> _Text_:

◇ ◇ ◇ ◇ ◇

Andreas Ruhl: Das weiß ich nicht. Es ist sehr schade, dass wir hier fünf, sechs, sieben Fußballvereine haben und als Landeshauptstadt im Herrenbereich nur in der Oberliga spielen. Schwerin muss es in die Regionalliga schaffen. Aber es ist sehr schwer, die Vereine und vor allem die Fans der jeweiligen Vereine zusammen zu kriegen. Das habe ich mir leichter vorgestellt. Der FCM zählt aktuell 700 Mitglieder. Wir haben eine ausgezeichnete Nachwuchsabteilung mit 500 aktiven Kindern, das gibt es in der ganzen Region nicht. Und wir haben viele tolle Kooperationen. Aber ich würde mir wünschen, auch mit anderen Vereinen zusammenzuarbeiten – auf Augenhöhe. Meine Tür steht dafür immer offen.

hauspost: Wie sieht es mit den Sportstätten in Schwerin aus?
Andreas Ruhl: Wir brauchen ein Handballzentrum, ein Radsportzentrum und weitere hochwertige Fußballplätze – keine Frage! Nach Corona haben alle Vereine in Schwerin wieder deutlichen Zulauf. Sie wachsen zwar, aber die Infrastruktur wächst nicht mit. Das wird auf Dauer nicht funktionieren. Außerdem: Wenn wir es nicht schaffen, mehr Leistungskader nach Schwerin zu holen, gefährden wir auch unser Sport-Gymnasium. Das wäre fatal für unsere Sportstadt.

hauspost: Ein weiteres Ehrenamt betrifft den Boxsport in Schwerin. Sie betreuen das Projekt „Willkommen im Sport“. Was hat es damit auf sich?
Andreas Ruhl: Wir haben ein Netzwerk gegründet mit den renommiertesten Boxclubs Norddeutschlands – mit Berlin, Brandenburg, Hamburg und Schwerin natürlich. Wir wollen Kinder und Jugendliche mit Migrationshintergrund zum Sport bringen – machen Schnupperkurse, Qualifizierungsmaßnahmen, laden Kinder aus diesen Städten ein, diese absoluten Vorbilder mal zu treffen und kennen zu lernen. Das macht großen Spaß. Und seit Kurzem machen wir das eben, mit dem Deutschen Boxsportverband, auch überregional. Insofern bin ich auch total begeistert Anfang Dezember mit den Schweriner Boxern und Henry Maske die 100. Deutsche Boxmeisterschaft in Schwerin mit auszurichten.

hauspost: Damit nicht genug, Sie sind seit acht Jahren und auch weiterhin Vorsitzender der Bürgerstiftung, oder?

◇ ◇ ◇ ◇ ◇

[Datensätze aus einer Datensammlung]
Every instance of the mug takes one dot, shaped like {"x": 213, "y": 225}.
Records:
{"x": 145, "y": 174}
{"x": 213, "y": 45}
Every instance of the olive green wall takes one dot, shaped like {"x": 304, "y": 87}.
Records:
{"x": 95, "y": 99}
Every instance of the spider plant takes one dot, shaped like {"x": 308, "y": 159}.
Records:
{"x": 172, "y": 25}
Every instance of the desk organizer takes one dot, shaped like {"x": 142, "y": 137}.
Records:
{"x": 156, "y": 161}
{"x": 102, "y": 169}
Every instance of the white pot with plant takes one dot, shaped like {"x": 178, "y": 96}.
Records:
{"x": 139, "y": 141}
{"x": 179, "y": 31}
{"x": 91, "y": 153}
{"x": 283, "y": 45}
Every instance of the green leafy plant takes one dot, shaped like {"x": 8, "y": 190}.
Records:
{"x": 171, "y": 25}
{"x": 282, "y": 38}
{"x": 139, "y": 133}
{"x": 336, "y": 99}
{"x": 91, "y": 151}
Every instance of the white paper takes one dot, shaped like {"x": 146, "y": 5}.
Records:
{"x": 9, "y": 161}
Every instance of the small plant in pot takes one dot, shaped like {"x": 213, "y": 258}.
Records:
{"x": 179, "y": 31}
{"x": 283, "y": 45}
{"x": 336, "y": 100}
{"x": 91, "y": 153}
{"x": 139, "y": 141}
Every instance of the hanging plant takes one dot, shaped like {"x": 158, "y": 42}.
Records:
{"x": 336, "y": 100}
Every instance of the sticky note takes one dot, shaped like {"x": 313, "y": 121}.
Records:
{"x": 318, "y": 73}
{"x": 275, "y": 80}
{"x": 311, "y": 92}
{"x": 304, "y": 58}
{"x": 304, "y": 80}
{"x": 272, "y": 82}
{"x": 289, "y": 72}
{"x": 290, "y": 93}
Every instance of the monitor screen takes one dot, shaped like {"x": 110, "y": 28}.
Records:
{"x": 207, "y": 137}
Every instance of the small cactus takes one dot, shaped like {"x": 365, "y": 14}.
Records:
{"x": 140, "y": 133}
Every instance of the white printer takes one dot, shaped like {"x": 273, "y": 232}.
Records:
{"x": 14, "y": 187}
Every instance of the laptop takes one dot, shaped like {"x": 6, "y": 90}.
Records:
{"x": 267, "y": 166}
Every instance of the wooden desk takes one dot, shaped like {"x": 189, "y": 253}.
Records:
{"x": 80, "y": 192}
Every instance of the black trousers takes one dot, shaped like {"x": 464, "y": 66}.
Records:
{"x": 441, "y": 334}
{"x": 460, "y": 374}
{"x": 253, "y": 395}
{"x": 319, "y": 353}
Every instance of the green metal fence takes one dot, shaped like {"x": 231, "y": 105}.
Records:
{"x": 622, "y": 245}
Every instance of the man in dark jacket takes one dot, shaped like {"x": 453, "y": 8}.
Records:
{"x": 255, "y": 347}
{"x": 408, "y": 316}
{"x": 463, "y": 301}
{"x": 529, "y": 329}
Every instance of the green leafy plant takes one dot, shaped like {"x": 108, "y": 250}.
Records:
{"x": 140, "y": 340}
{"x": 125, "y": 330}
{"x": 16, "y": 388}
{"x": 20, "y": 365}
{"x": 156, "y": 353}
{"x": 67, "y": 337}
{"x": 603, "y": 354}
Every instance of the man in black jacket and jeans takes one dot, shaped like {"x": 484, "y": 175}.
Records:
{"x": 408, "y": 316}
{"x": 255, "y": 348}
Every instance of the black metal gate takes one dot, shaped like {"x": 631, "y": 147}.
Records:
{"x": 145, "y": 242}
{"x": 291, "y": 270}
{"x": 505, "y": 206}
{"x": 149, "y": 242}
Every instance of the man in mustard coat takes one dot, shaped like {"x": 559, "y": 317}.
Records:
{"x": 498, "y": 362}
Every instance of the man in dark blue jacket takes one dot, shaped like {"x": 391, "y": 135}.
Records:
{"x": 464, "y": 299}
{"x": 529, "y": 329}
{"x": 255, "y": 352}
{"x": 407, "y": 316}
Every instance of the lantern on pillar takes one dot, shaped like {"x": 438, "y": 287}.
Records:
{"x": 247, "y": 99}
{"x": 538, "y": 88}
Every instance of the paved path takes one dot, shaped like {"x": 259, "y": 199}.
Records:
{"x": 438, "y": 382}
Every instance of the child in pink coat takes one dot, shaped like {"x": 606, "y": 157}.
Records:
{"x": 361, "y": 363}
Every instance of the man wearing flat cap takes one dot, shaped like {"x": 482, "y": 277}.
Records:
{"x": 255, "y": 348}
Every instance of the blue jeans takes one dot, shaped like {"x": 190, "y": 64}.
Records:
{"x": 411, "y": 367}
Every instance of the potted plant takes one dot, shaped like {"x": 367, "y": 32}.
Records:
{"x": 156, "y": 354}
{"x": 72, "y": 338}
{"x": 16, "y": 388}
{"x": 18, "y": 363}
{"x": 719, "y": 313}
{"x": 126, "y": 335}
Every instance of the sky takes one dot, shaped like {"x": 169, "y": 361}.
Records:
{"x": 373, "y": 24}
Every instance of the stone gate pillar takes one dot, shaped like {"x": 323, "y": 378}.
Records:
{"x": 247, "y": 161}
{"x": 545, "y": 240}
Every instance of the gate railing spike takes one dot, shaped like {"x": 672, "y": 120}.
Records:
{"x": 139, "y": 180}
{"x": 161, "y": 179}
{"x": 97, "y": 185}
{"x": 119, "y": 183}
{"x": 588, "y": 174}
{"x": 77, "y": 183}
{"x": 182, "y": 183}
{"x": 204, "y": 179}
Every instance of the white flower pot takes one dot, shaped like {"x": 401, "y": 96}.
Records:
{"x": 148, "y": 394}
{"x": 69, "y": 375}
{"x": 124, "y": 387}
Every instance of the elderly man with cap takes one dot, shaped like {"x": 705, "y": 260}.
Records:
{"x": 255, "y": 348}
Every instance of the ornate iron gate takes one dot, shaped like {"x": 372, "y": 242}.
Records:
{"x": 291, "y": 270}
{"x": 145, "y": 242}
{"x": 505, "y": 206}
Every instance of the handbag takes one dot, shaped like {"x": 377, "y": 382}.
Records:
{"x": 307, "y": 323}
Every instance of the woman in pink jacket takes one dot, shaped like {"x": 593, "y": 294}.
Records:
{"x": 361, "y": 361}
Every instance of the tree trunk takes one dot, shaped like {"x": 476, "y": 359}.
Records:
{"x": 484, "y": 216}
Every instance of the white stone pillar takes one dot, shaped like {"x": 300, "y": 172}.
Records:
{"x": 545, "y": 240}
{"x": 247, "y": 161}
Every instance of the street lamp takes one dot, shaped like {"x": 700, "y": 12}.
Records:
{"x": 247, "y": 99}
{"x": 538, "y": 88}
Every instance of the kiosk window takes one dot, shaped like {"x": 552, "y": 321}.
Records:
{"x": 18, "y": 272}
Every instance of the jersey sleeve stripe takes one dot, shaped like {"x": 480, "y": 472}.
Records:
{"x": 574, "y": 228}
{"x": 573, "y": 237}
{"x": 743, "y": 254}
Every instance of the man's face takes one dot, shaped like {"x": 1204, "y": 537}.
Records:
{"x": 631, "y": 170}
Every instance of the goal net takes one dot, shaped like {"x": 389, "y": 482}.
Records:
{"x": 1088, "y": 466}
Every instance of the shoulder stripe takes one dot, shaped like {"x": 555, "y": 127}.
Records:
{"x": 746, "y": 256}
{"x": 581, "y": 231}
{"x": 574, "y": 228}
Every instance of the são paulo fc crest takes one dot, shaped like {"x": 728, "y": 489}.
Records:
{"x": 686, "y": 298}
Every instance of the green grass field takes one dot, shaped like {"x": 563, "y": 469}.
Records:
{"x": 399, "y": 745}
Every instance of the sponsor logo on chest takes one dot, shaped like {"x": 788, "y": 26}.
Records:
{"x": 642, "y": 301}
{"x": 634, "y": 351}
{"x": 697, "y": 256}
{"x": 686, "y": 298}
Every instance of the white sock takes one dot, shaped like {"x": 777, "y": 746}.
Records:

◇ ◇ ◇ ◇ ◇

> _Arbeitsauftrag A_:
Schreiben Sie den Abschnitt des Interviews mit Andreas Ruhl von „hauspost: Wie sieht“ bis „für unsere Sportstadt.“ wortgetreu ab.
> _Arbeitsauftrag B_:
Wie viele Mitglieder zählt der FCM laut dem Interview mit Andreas Ruhl aktuell?

> _Schriftliche Antwort A_:
hauspost: Wie sieht es mit den Sportstätten in Schwerin aus?
Andreas Ruhl: Wir brauchen ein Handballzentrum, ein Radsportzentrum und weitere hochwertige Fußballplätze – keine Frage! Nach Corona haben alle Vereine in Schwerin wieder deutlichen Zulauf. Sie wachsen zwar, aber die Infrastruktur wächst nicht mit. Das wird auf Dauer nicht funktionieren. Außerdem: Wenn wir es nicht schaffen, mehr Leistungskader nach Schwerin zu holen, gefährden wir auch unser Sport-Gymnasium. Das wäre fatal für unsere Sportstadt.

> _Schriftliche Antwort B_:
Der FCM zählt aktuell 700 Mitglieder.